Pointing and labeling lines
------------------------

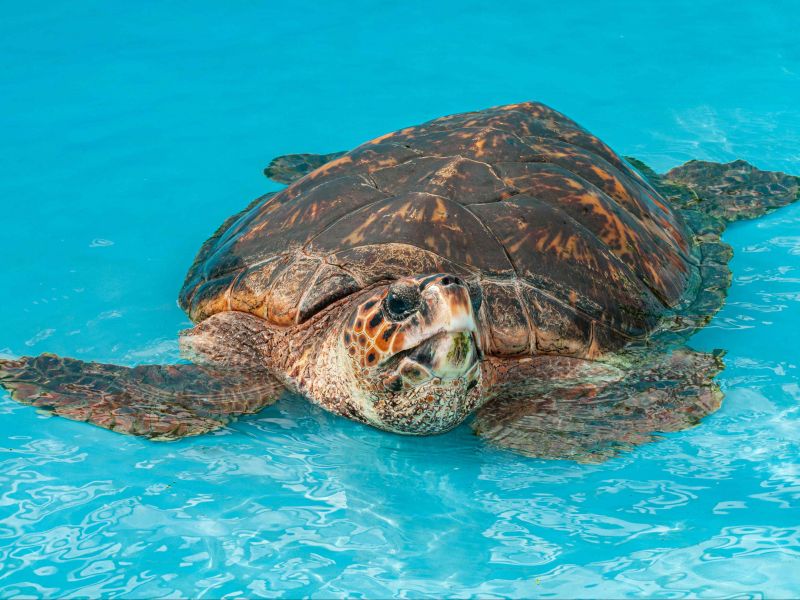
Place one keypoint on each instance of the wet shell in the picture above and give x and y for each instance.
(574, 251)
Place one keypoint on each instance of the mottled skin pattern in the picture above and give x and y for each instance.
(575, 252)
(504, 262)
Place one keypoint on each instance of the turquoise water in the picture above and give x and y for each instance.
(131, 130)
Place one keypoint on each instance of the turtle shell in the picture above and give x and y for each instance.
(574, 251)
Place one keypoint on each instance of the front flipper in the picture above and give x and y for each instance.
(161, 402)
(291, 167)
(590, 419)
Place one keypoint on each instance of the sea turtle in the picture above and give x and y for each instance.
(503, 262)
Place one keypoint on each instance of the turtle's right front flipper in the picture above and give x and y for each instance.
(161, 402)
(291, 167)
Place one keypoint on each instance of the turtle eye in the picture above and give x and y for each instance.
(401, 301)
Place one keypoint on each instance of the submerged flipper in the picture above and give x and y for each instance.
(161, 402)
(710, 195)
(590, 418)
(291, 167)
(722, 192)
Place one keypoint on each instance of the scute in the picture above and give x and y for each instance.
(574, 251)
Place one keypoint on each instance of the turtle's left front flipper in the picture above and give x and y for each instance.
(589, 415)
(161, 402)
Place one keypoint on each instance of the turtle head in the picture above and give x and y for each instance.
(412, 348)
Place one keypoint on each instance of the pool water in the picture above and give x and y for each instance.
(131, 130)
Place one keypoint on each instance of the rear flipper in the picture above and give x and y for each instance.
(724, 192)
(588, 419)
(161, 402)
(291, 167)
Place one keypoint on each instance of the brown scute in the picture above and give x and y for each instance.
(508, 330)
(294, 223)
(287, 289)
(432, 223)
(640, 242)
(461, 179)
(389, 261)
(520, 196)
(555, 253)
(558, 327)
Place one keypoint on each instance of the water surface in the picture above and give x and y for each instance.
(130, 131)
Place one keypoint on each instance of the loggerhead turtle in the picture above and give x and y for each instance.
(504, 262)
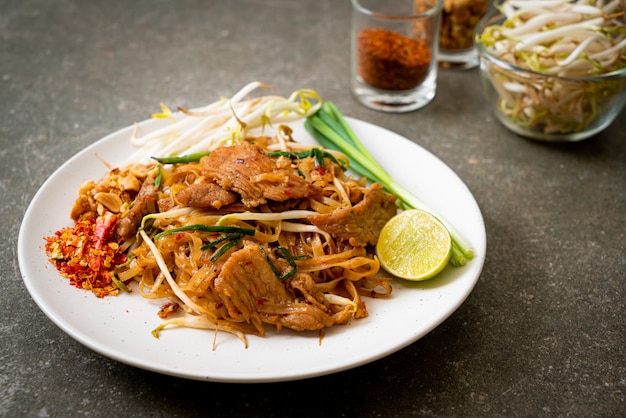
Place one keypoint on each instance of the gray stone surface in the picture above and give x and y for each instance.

------------------------

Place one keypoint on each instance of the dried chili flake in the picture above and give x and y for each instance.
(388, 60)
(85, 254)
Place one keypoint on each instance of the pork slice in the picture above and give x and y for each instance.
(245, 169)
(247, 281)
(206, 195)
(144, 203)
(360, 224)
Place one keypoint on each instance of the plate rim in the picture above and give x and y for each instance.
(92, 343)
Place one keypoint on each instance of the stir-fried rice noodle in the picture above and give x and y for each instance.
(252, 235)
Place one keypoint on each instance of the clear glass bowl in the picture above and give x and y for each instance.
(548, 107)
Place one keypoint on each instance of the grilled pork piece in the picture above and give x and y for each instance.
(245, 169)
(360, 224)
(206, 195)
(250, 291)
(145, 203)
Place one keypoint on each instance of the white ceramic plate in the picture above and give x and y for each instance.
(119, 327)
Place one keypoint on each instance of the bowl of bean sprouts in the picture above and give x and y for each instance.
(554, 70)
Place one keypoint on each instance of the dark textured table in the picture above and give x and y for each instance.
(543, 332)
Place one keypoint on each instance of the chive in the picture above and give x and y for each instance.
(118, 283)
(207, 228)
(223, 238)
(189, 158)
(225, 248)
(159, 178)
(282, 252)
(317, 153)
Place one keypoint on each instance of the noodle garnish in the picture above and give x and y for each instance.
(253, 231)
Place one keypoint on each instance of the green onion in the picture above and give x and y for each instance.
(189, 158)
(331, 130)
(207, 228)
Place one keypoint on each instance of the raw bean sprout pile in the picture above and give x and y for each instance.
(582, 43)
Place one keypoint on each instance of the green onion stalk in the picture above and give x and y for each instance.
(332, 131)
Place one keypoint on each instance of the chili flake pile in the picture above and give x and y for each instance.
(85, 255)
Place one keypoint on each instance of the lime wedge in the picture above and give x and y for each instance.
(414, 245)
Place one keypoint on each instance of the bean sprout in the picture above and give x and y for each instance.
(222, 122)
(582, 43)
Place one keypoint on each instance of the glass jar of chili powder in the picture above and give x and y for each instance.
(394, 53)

------------------------

> Exercise directions
Collect every line above that contains the string "onion", copying each one in full; case counts.

> Written answer
Place one keypoint on each instance of the green onion in the picture above and give x and y for each instance.
Place one keypoint on each instance of the green onion stalk in the picture above and give x and y for each instance.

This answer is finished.